#### Exercise goal
Among the entries below, find the lines with "would" and copy them.
Top of Listed records
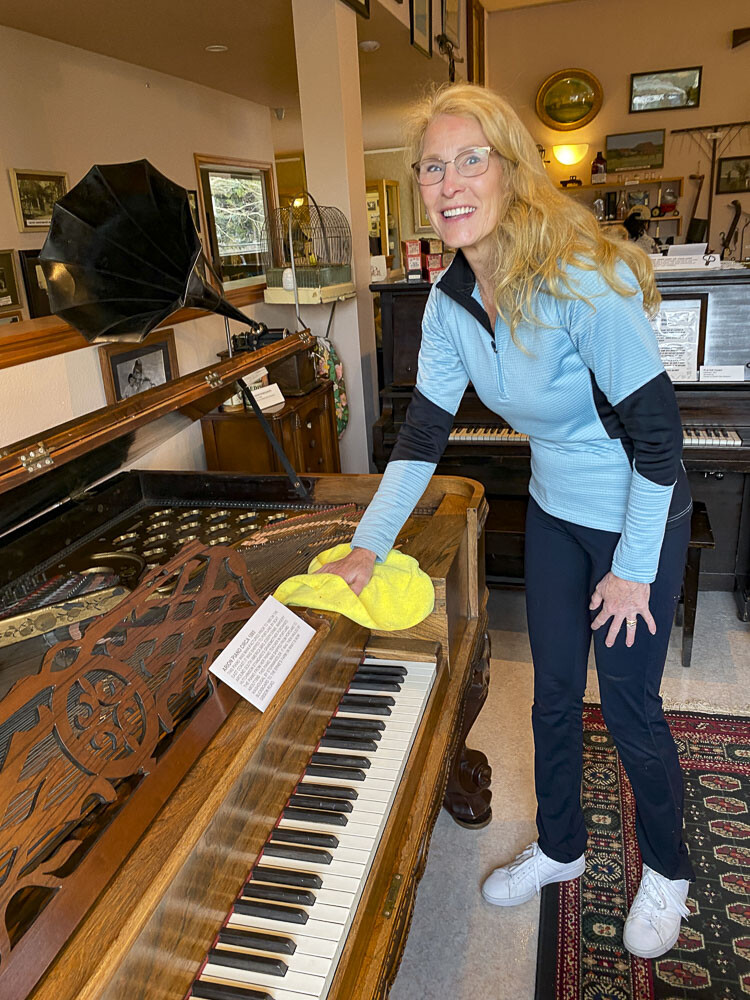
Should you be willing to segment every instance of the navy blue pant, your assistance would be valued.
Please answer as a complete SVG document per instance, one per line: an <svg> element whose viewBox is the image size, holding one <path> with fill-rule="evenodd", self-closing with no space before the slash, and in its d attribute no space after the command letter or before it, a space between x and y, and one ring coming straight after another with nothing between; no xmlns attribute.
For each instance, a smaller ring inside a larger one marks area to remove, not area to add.
<svg viewBox="0 0 750 1000"><path fill-rule="evenodd" d="M625 625L614 646L609 623L592 632L594 587L609 572L619 534L552 517L533 499L526 519L526 610L534 660L535 782L539 846L556 861L573 861L586 847L581 809L582 705L593 635L602 713L636 801L643 860L670 879L692 879L682 840L683 783L677 748L664 719L659 687L680 594L690 516L667 526L650 608L634 644ZM601 609L599 609L601 610Z"/></svg>

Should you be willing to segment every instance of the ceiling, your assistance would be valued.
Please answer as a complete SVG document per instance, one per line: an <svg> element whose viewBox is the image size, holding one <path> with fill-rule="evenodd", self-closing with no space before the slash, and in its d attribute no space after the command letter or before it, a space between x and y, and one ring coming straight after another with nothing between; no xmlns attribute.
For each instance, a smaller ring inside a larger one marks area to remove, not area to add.
<svg viewBox="0 0 750 1000"><path fill-rule="evenodd" d="M291 0L0 0L0 24L299 115ZM370 115L398 122L416 91L447 80L443 58L413 48L408 28L377 0L357 31L381 44L360 53L365 123ZM212 44L229 51L206 52Z"/></svg>

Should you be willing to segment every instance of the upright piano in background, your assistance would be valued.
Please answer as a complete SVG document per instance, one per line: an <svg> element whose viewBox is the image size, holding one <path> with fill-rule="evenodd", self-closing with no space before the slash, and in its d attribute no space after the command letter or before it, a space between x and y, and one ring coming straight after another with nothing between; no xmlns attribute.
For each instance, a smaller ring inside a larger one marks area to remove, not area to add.
<svg viewBox="0 0 750 1000"><path fill-rule="evenodd" d="M657 275L664 297L703 303L703 363L742 365L750 377L750 270ZM382 317L381 417L373 428L380 472L404 421L417 373L421 319L430 285L386 281L370 286ZM684 430L683 461L693 497L705 502L716 548L703 553L701 587L734 590L750 620L750 381L675 383ZM456 415L441 475L469 476L489 503L485 547L489 582L523 579L523 521L529 446L469 386Z"/></svg>
<svg viewBox="0 0 750 1000"><path fill-rule="evenodd" d="M257 1000L292 981L384 997L441 804L489 820L489 767L465 746L489 670L478 483L435 477L400 535L432 614L378 634L300 610L315 636L260 713L207 668L351 537L378 477L304 475L303 498L282 477L118 472L304 347L0 451L3 1000ZM367 848L342 844L350 807Z"/></svg>

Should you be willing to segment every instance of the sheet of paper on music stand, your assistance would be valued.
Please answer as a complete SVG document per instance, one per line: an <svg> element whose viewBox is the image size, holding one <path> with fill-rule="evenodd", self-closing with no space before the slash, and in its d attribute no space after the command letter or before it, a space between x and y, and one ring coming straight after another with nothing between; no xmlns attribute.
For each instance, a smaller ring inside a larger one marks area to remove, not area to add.
<svg viewBox="0 0 750 1000"><path fill-rule="evenodd" d="M668 257L702 257L708 243L674 243L667 250Z"/></svg>
<svg viewBox="0 0 750 1000"><path fill-rule="evenodd" d="M264 712L315 635L315 629L267 597L208 668Z"/></svg>

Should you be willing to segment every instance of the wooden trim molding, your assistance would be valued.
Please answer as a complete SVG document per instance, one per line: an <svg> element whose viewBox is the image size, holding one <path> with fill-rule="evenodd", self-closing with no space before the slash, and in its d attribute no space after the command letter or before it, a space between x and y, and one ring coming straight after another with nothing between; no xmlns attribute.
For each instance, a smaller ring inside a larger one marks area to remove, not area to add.
<svg viewBox="0 0 750 1000"><path fill-rule="evenodd" d="M263 301L265 287L265 284L258 284L232 288L225 292L225 298L237 308L252 305ZM175 326L177 323L209 315L211 314L202 309L180 309L166 319L162 327ZM27 319L21 323L9 324L8 333L0 333L0 369L13 368L29 361L39 361L91 346L82 334L57 316Z"/></svg>

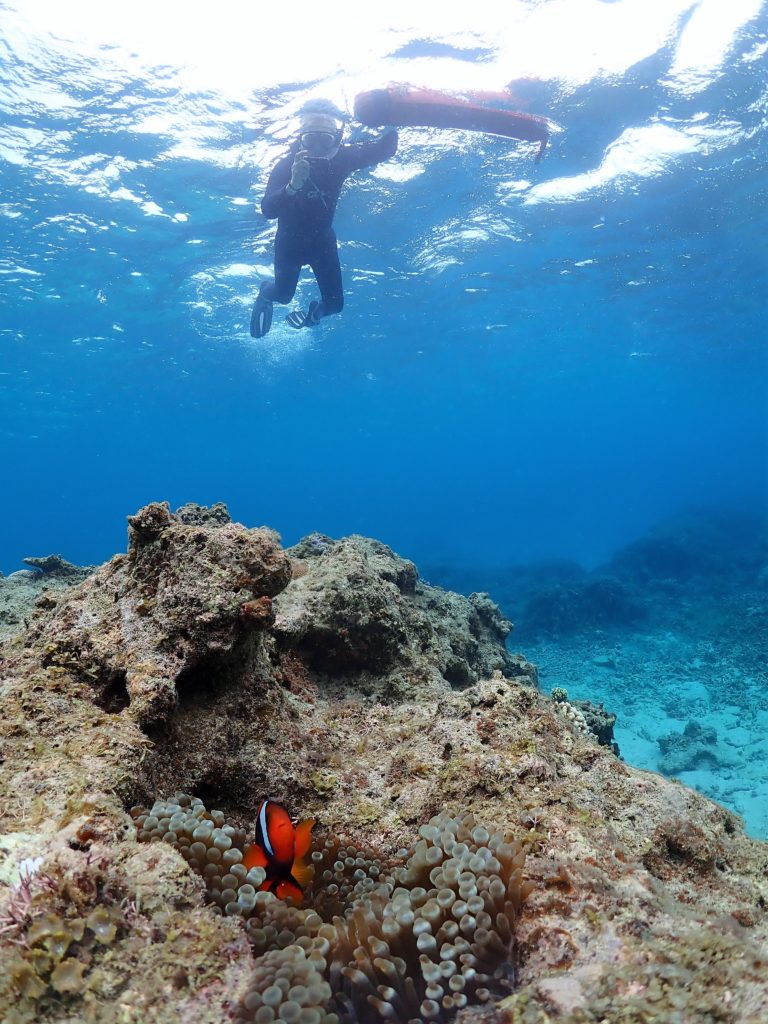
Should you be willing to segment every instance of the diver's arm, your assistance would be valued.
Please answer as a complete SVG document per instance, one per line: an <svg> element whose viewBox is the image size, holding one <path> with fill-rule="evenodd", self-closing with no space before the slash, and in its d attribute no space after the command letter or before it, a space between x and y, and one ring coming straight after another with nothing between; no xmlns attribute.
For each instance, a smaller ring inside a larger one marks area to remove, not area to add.
<svg viewBox="0 0 768 1024"><path fill-rule="evenodd" d="M391 128L381 138L371 142L355 142L344 146L342 153L346 171L356 171L360 167L373 167L382 160L389 160L397 152L397 130Z"/></svg>
<svg viewBox="0 0 768 1024"><path fill-rule="evenodd" d="M261 200L261 212L268 220L279 217L292 201L290 188L286 190L286 186L290 185L293 158L294 154L283 157L272 168L264 198Z"/></svg>

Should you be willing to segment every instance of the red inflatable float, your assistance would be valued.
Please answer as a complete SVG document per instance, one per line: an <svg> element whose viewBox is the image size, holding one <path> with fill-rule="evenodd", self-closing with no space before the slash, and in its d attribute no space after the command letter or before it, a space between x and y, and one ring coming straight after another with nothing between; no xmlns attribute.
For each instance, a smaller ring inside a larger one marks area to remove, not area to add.
<svg viewBox="0 0 768 1024"><path fill-rule="evenodd" d="M510 97L504 93L484 94L494 99ZM545 117L481 106L444 92L415 89L410 85L390 85L372 89L355 97L355 117L369 128L394 125L397 128L462 128L470 132L489 132L524 142L538 142L536 163L549 141Z"/></svg>

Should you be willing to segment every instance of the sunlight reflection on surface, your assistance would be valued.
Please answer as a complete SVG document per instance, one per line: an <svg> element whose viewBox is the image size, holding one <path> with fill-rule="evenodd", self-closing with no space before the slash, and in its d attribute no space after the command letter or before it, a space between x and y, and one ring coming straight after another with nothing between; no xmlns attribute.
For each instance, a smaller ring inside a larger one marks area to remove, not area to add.
<svg viewBox="0 0 768 1024"><path fill-rule="evenodd" d="M49 45L89 47L133 69L176 69L188 87L238 98L291 81L322 80L326 94L329 85L343 93L345 82L354 82L355 90L373 80L381 84L393 70L393 54L414 40L483 51L474 62L439 54L396 62L398 70L408 66L416 82L428 74L435 88L499 89L526 76L576 84L620 74L654 53L687 13L674 73L701 76L717 69L734 34L760 7L760 0L479 0L468 10L391 0L381 7L337 3L331 18L322 5L303 0L292 5L288 26L279 7L245 0L220 0L215 14L209 4L183 0L126 6L16 0L7 10Z"/></svg>

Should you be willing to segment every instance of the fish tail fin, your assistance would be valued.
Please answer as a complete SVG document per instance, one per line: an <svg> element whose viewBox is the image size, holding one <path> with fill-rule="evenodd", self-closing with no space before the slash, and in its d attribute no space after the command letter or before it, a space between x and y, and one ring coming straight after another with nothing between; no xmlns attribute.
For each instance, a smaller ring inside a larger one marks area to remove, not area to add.
<svg viewBox="0 0 768 1024"><path fill-rule="evenodd" d="M296 859L306 857L312 845L312 829L315 827L314 818L305 818L296 826L296 834L293 841L293 855Z"/></svg>
<svg viewBox="0 0 768 1024"><path fill-rule="evenodd" d="M306 889L315 877L315 869L311 865L305 864L301 857L297 857L291 868L291 877L298 882L302 889Z"/></svg>

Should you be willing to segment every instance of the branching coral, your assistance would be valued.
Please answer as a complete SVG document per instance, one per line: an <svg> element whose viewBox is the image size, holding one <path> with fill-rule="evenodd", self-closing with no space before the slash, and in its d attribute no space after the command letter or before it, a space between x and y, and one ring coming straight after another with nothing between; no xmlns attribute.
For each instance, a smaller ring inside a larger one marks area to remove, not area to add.
<svg viewBox="0 0 768 1024"><path fill-rule="evenodd" d="M583 736L592 736L592 731L587 725L583 711L567 700L559 701L556 707L563 718L567 719L577 732L580 732Z"/></svg>

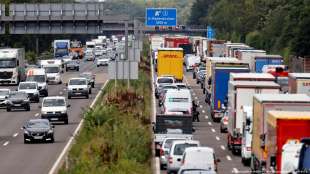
Bottom of Listed records
#### Task result
Should you be willing to segment every instance of the navy blue pant, your assistance would be valued.
Should you be willing to segment every instance of the ceiling, your assistance would be valued.
Should you be willing to segment every instance of the upright piano in background, your assistance would be valued.
Should you be willing to segment every instance of the sheet of paper on music stand, your assistance would be valued.
Should you be willing to segment every instance of the wooden trim molding, your assistance would be valued.
Should you be willing to segment every instance of the diver's arm, your assistance would be valued.
Should you be willing to segment every instance of the red inflatable float, your assistance would be valued.
Should you be willing to segment every instance of the sunlight reflection on surface, your assistance would be valued.
Should you be willing to segment every instance of the fish tail fin, your assistance would be valued.
Should you be willing to segment every instance of the branching coral, your assistance would be valued.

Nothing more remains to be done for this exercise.